• **Task requirements**
Pull every line containing "farthest" out of the material below.

= Beginning of Section =

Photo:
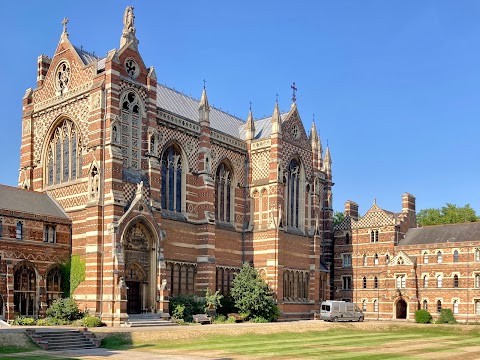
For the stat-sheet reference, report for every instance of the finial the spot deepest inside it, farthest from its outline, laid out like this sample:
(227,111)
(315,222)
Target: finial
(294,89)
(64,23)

= End of Section =
= Beginning of Section =

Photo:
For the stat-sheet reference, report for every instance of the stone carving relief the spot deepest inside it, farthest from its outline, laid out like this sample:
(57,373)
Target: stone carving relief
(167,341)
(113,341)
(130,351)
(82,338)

= End of Section =

• **Answer below**
For the stat-sheet reference, report for every instance of the finial the spot deepest inside it, farthest from its outline, laid out like this sample:
For the stat-sheet reference, report for every instance of the stone carving relief the spot deepest inside it, farthest from its outline, laid out like this sample:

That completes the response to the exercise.